======== Quoted passage

Romulus, King of Rome

DoctorG

Chieftain
Joined
Jan 6, 2006
Messages
39
*****PROBLEM REALLY SOLVED*****

I think.

Ok, there were some issues. Techs were added, different options were tried out, and the combinations - it seems - were causing Civ to explode. I think I've got it sussed now - I've just played each player for about an hour without anything bad happening. So download into your public maps folder, clear the cache, and bob's your uncle.

"C:\Documents and Settings\ * your documents * \Application Data\My Games\Sid Meier's Civilization 4\cache"

(original post below):

Hi folks,

Here is another scenario in my continuing mission to convert my entire 'Intro to Roman Culture' class into one great big long Civ IV-fest (see 'The Year of the Four Emperors' for my first foray). :D

In this scenario, we have a map of central Italy, in 753 BC. Romulus, mythical king of Rome, has just founded a city on the banks of the Tiber. Its population: outcasts and criminals. The neighborhood is a bit crowded, since Italy has been populated since the last ice-age. To the north of Rome lie the Etruscan and Faliscan peoples; to the south, other Latins. Various other tribes live in the far hills...

A note on the scenario: To enable as much play on the land as possible, map north is to the left. It was just easier this way. Calendar is in years, and if I did the calculations correctly, it should end roughly 500BC, or at the founding of the Republic. Will Rome survive that long? Only you can decide!

================
======== Data lines

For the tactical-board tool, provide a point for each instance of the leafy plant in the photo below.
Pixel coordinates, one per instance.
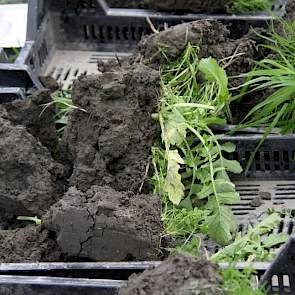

================

Requirement
Go on with the forum post about the Romulus, King of Rome scenario, picking up after its final sentence.

Written answer
Download this into your public maps folder, it ought to turn up in your scenarios.

A note on my teaching strategy here- this would be my introductory Civ IV scenario in my class. I wouldn't go in for much guided playing (see the lesson plan in 'The Year of the Four Emperors'), but would rather let the students play this one out, to get them used to Civ, etc. At the end of the game, my questions would concern the role of geography in forming connections between peoples, wars, etc, and the tenuous nature of Rome's early survival (many of my students seem to believe that because Rome had an empire, _of course_ it would've beaten all the other early surrounding city states.)

I used the Civ4 Editor to make the map - you should too!

Hope you all enjoy; would love your feedback and comments!

Year of the Four Emperors

My academic research: Agent modeling in Roman Archaeology
 

Attachments

  • Romulus, King of Rome.zip
    20.9 KB · Views: 1,730
I'll get some screenshots up in a few days, I promise.


---ack! Noticed that I forgot to give my protohistoric italians any useful/appropriate technologies. They should all have bronze and iron working, at the very least, hunting, fishing, and agriculture. Ok, will do that soon too.
---------> taken care of. More or less appropriate technologies now in the scenario.


---by the way, it occurs to me that this scenario might go very well with The Barbarian Civ mod, which lives at: http://forums.civfanatics.com/showthread.php?t=170243
 
You're a genius. Firaxis should do up some historical applications, and sell it to schools. Can you imagine an on online university? Course hours for interactive online civ? Now that I would pay for. There are only two or three major grades for upper level History courses anyway. Writing a paper on an interactive historical simulation, rather than a book; Brilliant!

Who said History class has to be dull. A History course with civ, I can guarantee, would be full the instant it hit registratation.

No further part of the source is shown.